» Exercise materials
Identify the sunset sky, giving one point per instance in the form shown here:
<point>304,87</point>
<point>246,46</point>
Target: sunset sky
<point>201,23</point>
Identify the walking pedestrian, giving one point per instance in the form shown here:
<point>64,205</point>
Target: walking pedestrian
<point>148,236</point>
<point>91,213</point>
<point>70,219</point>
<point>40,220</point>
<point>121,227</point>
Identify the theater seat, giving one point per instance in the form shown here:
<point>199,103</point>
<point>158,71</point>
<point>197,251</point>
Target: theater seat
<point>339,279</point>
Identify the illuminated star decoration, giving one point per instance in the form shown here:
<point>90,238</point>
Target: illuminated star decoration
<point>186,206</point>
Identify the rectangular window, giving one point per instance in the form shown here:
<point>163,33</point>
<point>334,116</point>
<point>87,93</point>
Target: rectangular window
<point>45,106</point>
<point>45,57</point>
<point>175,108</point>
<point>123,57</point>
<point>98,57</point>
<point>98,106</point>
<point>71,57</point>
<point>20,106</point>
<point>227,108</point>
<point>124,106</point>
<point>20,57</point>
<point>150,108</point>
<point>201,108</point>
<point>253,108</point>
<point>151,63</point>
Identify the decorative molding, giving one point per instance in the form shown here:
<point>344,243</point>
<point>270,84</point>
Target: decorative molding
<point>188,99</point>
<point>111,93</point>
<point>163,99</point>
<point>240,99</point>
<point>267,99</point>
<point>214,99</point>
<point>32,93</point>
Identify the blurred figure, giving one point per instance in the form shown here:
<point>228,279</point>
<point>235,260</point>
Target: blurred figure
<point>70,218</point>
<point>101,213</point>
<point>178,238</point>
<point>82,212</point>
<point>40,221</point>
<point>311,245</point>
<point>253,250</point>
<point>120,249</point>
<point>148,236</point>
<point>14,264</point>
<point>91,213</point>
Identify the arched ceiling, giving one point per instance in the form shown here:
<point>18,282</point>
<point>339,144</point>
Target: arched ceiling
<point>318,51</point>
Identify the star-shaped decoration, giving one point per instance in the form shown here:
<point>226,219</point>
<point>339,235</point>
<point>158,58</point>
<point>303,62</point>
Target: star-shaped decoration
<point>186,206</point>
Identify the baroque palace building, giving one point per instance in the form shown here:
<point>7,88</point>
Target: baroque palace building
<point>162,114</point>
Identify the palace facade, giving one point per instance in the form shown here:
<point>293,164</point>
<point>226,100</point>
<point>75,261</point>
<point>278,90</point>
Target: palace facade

» Requirement
Quote all the records. Keep every word exact.

» Answer to this problem
Identify the sunset sky, giving one point per instance in the form shown here:
<point>304,87</point>
<point>246,46</point>
Target: sunset sky
<point>201,23</point>
Identify the walking pedestrian, giving one point per instance in the form shown here:
<point>64,205</point>
Target: walking pedestrian
<point>148,236</point>
<point>91,213</point>
<point>70,219</point>
<point>40,220</point>
<point>121,227</point>
Identify the theater seat, giving one point per instance in the form shown here:
<point>199,103</point>
<point>158,71</point>
<point>197,251</point>
Target: theater seat
<point>339,279</point>
Identify the illuminated star decoration, giving one point per instance in the form shown here:
<point>90,238</point>
Target: illuminated star decoration
<point>186,206</point>
Identify the rectangular window, giving one point per instance in the form shown here:
<point>163,33</point>
<point>334,116</point>
<point>87,93</point>
Target: rectangular window
<point>45,106</point>
<point>45,57</point>
<point>175,108</point>
<point>123,57</point>
<point>98,57</point>
<point>98,106</point>
<point>71,57</point>
<point>20,106</point>
<point>227,108</point>
<point>124,106</point>
<point>20,57</point>
<point>150,108</point>
<point>201,108</point>
<point>253,108</point>
<point>151,63</point>
Identify the decorative molding, giving one point per instance in the form shown here:
<point>344,243</point>
<point>270,84</point>
Target: decorative molding
<point>188,99</point>
<point>111,93</point>
<point>163,99</point>
<point>240,99</point>
<point>267,99</point>
<point>214,99</point>
<point>32,93</point>
Identify the blurred figure, giving one point per instance in the form shown here:
<point>228,279</point>
<point>235,260</point>
Target: blurred figure
<point>70,218</point>
<point>101,213</point>
<point>178,238</point>
<point>82,212</point>
<point>40,221</point>
<point>311,245</point>
<point>253,250</point>
<point>120,249</point>
<point>148,236</point>
<point>14,264</point>
<point>91,213</point>
Identify the arched ceiling, giving one point per instance in the form shown here:
<point>18,282</point>
<point>339,144</point>
Target: arched ceiling
<point>318,51</point>
Identify the star-shaped decoration, giving one point per instance in the form shown here:
<point>226,219</point>
<point>339,235</point>
<point>158,58</point>
<point>303,62</point>
Target: star-shaped decoration
<point>186,206</point>
Identify the baroque palace building, giving one point per instance in the form shown here:
<point>7,88</point>
Target: baroque palace building
<point>162,114</point>
Identify the palace facade, giving one point per instance in the form shown here:
<point>293,164</point>
<point>226,100</point>
<point>75,261</point>
<point>278,90</point>
Target: palace facade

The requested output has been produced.